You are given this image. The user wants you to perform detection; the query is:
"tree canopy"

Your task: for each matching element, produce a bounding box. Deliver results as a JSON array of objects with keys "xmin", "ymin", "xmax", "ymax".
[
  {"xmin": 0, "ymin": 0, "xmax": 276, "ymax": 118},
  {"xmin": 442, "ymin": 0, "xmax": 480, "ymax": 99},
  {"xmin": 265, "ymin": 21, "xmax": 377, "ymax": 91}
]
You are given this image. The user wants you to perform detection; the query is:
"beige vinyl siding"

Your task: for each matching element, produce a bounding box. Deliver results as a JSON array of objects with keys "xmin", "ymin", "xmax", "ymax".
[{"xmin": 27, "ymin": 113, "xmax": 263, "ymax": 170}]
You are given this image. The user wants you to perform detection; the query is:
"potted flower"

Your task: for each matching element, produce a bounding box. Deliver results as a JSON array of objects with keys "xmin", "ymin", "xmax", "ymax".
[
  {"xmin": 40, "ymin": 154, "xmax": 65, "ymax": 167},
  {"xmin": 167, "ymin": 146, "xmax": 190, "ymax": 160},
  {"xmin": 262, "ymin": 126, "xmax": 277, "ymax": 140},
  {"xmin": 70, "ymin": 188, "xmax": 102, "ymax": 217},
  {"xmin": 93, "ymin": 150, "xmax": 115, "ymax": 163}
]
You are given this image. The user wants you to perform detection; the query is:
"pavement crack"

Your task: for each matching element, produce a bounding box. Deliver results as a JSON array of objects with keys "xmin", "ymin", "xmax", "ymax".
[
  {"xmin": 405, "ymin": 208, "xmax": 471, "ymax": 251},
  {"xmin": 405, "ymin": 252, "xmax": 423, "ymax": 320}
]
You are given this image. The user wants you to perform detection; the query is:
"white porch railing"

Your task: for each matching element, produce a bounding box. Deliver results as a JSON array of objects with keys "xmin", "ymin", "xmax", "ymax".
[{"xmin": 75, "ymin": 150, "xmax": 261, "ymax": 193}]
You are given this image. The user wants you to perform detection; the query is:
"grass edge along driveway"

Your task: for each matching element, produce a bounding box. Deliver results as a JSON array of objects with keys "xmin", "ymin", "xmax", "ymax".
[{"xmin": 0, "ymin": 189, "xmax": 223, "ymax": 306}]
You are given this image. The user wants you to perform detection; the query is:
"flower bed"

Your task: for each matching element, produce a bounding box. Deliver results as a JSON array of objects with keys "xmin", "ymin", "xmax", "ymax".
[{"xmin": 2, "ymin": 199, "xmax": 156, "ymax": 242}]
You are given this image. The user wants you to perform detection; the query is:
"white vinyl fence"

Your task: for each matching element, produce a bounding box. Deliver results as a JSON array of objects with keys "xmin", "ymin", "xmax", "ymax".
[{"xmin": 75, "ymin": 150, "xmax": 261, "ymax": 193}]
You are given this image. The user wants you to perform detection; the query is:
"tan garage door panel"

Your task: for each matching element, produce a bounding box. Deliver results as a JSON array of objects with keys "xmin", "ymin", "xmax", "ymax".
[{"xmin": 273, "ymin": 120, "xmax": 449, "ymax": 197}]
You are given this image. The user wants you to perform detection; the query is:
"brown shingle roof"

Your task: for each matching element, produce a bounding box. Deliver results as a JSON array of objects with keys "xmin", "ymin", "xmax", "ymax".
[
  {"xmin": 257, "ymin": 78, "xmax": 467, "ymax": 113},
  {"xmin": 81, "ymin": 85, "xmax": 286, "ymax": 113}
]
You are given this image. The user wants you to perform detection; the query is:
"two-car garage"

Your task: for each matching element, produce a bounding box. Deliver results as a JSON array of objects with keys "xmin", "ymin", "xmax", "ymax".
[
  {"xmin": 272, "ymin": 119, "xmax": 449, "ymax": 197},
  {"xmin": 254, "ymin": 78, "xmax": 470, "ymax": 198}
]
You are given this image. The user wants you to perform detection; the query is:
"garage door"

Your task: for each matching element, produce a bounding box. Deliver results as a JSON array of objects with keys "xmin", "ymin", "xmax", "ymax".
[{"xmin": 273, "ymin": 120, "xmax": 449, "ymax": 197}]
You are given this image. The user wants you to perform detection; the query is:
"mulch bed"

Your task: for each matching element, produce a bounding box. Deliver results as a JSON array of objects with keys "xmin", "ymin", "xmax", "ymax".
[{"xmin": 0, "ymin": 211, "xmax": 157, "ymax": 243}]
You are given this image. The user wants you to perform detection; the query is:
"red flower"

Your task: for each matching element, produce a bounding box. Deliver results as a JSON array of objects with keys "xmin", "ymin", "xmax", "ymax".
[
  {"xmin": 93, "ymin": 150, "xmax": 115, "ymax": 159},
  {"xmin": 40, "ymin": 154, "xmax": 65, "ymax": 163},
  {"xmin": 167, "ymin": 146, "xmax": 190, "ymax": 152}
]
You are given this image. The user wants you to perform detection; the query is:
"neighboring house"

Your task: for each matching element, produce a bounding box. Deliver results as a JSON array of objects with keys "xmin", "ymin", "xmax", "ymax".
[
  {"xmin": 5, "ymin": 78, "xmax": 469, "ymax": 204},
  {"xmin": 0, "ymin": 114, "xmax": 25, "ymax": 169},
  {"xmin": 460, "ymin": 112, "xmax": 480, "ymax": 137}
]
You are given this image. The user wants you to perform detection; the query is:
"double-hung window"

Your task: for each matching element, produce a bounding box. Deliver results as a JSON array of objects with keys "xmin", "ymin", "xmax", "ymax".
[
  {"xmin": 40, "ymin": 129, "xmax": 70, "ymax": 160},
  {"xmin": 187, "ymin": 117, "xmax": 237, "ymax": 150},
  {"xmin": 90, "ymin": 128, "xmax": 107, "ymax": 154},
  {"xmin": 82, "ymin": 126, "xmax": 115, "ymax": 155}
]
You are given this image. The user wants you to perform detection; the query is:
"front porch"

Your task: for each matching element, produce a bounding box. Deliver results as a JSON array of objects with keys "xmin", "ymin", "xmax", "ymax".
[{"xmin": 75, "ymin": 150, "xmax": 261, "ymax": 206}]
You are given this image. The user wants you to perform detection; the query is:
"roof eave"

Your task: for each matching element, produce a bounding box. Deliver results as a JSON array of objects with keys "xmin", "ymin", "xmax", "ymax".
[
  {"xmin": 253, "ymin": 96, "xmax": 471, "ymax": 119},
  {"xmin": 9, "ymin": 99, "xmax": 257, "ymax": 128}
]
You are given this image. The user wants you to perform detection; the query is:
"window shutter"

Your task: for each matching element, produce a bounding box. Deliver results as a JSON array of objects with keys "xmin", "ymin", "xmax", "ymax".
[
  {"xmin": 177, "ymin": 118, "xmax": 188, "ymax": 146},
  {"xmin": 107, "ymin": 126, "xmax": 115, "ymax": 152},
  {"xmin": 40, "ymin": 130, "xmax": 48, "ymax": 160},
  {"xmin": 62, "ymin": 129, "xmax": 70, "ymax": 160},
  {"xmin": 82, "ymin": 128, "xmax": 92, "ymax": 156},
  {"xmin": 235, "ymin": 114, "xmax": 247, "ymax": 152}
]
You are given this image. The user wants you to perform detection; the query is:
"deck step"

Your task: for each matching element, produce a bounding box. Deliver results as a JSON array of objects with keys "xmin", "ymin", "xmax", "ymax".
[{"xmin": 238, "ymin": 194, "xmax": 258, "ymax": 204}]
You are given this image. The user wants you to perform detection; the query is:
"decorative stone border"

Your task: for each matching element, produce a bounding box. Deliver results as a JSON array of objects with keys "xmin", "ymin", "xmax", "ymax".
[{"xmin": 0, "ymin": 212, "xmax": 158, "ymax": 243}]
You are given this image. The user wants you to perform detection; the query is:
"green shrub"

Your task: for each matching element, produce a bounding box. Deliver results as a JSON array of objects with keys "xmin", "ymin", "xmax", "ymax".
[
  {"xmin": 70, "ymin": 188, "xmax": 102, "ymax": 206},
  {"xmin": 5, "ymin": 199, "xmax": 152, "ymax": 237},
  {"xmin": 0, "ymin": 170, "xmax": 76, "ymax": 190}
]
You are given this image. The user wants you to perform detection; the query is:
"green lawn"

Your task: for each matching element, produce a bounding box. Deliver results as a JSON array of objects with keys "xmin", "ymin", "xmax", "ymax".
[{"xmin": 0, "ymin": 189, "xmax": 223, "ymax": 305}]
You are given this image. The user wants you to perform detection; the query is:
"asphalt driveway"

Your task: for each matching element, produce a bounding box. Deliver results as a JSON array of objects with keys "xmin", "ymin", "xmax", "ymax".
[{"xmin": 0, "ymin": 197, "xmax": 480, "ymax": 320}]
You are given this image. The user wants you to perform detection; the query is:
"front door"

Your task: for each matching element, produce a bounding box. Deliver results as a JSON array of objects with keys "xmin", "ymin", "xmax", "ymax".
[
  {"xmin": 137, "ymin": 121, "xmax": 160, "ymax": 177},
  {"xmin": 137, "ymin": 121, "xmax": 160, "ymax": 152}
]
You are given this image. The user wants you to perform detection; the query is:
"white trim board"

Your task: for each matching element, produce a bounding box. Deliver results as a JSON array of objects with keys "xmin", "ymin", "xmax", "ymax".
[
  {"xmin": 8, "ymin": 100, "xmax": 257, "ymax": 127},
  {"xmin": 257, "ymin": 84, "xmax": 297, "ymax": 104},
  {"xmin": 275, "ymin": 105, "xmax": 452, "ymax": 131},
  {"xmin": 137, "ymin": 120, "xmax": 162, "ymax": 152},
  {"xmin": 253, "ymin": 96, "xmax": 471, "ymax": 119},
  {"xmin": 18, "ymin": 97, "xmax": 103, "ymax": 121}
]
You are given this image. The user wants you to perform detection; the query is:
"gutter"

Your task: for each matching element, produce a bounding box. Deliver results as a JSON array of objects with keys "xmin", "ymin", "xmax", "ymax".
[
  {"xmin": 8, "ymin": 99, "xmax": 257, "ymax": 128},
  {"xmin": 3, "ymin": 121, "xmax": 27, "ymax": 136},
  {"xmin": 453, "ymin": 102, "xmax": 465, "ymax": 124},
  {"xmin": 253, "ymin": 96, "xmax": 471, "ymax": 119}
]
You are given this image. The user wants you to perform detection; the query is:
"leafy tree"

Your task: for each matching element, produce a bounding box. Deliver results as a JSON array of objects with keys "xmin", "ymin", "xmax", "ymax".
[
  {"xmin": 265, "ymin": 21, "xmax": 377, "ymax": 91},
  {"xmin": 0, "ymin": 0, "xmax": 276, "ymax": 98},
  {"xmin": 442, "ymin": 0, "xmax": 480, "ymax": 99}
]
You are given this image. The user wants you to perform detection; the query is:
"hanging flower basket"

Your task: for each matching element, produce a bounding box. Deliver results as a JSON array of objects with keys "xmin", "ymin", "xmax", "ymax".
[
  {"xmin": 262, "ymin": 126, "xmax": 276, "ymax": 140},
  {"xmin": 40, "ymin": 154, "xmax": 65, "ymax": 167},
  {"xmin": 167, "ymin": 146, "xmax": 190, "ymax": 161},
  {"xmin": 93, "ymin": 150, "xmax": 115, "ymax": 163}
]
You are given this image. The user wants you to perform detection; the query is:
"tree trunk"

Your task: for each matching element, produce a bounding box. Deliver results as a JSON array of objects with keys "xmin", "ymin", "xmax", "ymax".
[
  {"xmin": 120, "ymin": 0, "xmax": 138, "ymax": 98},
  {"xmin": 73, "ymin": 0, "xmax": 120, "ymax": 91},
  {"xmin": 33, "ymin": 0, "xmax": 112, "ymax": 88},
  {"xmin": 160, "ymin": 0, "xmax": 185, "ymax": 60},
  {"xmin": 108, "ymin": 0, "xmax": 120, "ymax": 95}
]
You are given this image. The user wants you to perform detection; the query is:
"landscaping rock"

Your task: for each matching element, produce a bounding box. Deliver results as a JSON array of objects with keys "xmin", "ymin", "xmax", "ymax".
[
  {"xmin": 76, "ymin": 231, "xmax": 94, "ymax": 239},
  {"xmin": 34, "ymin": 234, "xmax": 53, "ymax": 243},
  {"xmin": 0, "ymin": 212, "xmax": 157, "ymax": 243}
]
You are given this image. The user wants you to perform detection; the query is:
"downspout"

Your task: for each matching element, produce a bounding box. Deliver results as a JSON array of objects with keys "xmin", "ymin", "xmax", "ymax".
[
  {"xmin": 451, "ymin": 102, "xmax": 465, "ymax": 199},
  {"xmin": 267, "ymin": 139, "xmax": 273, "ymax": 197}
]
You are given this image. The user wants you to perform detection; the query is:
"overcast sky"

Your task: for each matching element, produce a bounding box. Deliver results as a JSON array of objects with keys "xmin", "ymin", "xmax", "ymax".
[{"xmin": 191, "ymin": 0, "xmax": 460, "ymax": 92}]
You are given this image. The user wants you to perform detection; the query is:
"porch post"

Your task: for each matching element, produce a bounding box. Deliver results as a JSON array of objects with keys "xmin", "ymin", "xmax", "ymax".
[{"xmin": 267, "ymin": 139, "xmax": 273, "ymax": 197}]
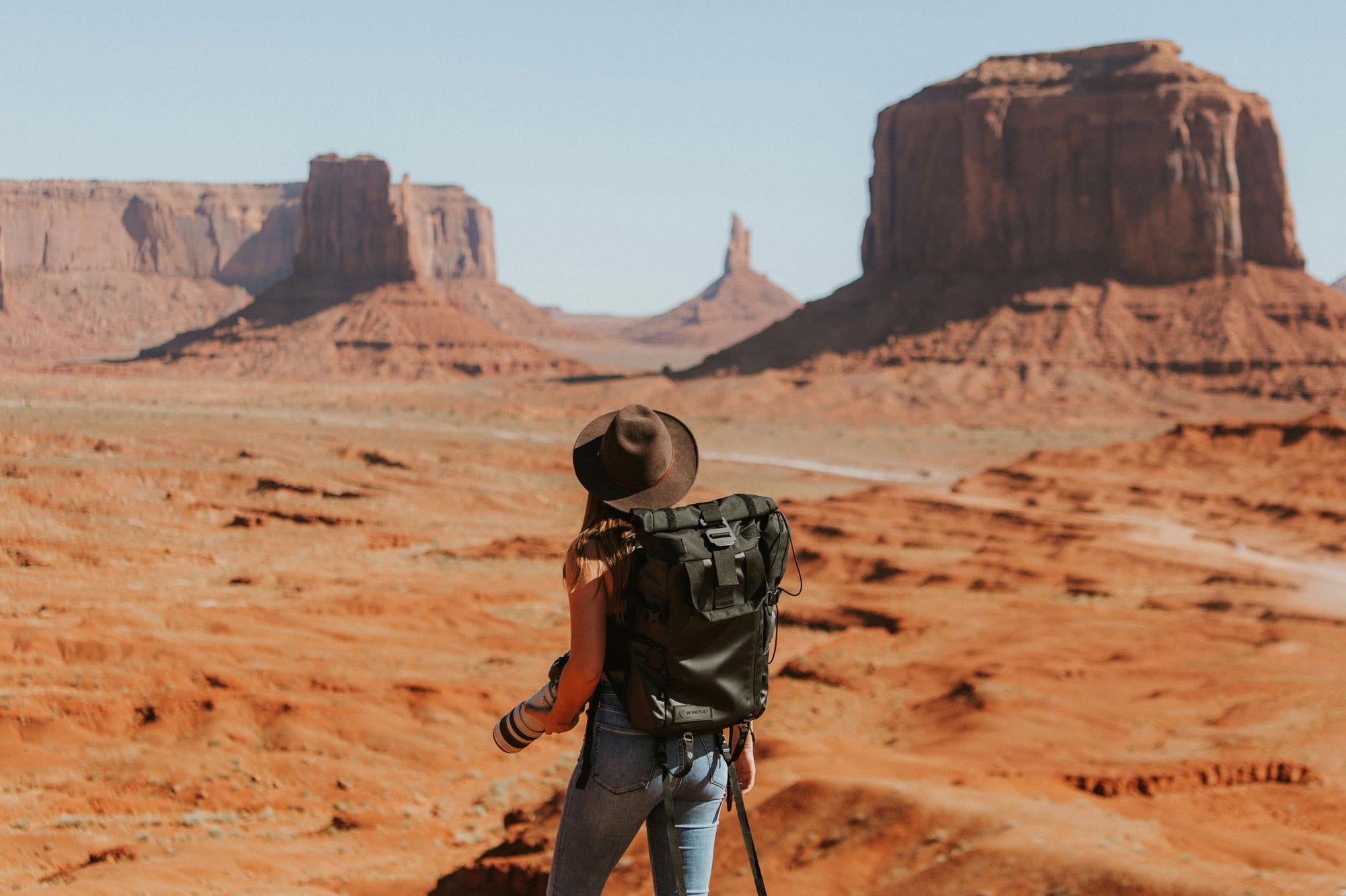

——

What you are asked to do: Copy out every line of the records above that contains the word "driveway".

Task solution:
"grass edge along driveway"
"asphalt driveway"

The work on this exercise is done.